— BEGIN —
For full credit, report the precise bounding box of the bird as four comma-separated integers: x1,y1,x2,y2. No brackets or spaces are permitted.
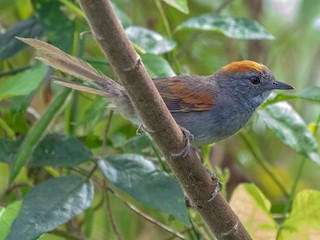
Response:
18,38,293,147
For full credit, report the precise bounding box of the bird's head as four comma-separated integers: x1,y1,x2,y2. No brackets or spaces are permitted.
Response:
214,60,293,107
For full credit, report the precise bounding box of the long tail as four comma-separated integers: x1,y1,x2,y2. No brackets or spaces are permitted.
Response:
17,37,139,123
17,37,125,98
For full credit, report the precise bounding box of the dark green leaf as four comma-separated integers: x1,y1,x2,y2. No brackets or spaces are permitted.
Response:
141,54,176,78
258,102,320,165
126,26,176,54
230,183,278,239
176,14,274,39
28,134,92,167
0,134,92,167
32,0,75,53
0,64,49,100
6,176,93,240
0,17,43,61
162,0,189,14
0,201,22,240
9,89,71,184
98,154,189,225
279,190,320,240
0,138,23,163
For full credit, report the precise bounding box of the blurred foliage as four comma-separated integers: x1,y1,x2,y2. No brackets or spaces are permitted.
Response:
0,0,320,240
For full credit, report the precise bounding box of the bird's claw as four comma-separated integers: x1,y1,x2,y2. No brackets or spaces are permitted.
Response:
171,126,194,157
207,169,223,202
136,123,154,135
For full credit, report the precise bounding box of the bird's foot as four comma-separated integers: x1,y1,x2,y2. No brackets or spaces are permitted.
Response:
207,169,223,202
136,123,154,135
171,125,194,157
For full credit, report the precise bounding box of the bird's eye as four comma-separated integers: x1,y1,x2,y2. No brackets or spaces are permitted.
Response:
250,76,260,84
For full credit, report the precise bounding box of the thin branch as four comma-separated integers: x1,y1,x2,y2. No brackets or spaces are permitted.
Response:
107,188,186,240
101,110,113,158
73,0,251,239
106,190,123,240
— END —
§ **EXERCISE GOAL**
Express every entry above as a two-column CSV with the header row "instruction,boxes" and one row per entry. Put each entry's text and its answer in their own double-quoted fields, replace any line breaks inside a field with spaces, and leave out the pictures.

§ **EXPECTED OUTPUT**
instruction,boxes
"For full credit, report the precise bounding box of the bird as four comma-separated integers: x1,y1,x2,y2. No brackets or spaces are permitted. Response:","18,38,293,147"
"For full credit, report the precise bounding box of the bird's head as four comma-separated integers: x1,y1,x2,y2. No brackets or spaces are permitted. Response:","214,60,293,107"
"For full credit, report the precise bounding box of the long tail as four comma-separated integers: x1,y1,x2,y2. No brackets or spaces are permitted. Response:","17,37,139,123 17,37,125,98"
"For full credit, report the precise bounding box of the dark green leaf as four comma-separated integers: x1,y1,x2,y2. No brackets or spaces are permitted. Response:","141,54,176,78 258,102,320,165 126,26,176,54 230,183,278,239 176,14,274,39 28,134,92,167 0,134,92,167 32,0,75,53 0,64,49,100 6,176,93,240 0,17,43,61 162,0,189,14 0,201,22,240 9,89,71,184 98,154,189,225 279,190,320,240 0,138,23,163"
"For full credit, report the precise bounding box of the blurred foliage as four comma-separated integers: x1,y1,x2,y2. No brackets or spaces are permitted. Response:","0,0,320,240"
"For full credit, report the precise bounding box of the bird's claw as four comma-separated integers: x1,y1,x2,y2. No brackets or spaces are permitted. Response:","171,126,194,157 207,169,223,202 136,123,154,135"
"For full credit, report the precise bounding box of the bird's foot as four comma-separated integers: x1,y1,x2,y2. No brackets or spaces are permitted. Response:","207,169,223,202 136,123,154,135 171,125,194,157"
"For full credit, report the precise bounding box of the bird's eye as four comma-separated integers: x1,y1,x2,y2. No brackets or spaces are permitted. Response:","250,76,260,84"
"For full credit, report the precise bounding box of the thin branch as four comma-separated integers: x1,y1,x2,y2. No brackets or spaces are permitted. Response:","107,188,186,240 101,110,113,158 73,0,251,239 106,190,123,240"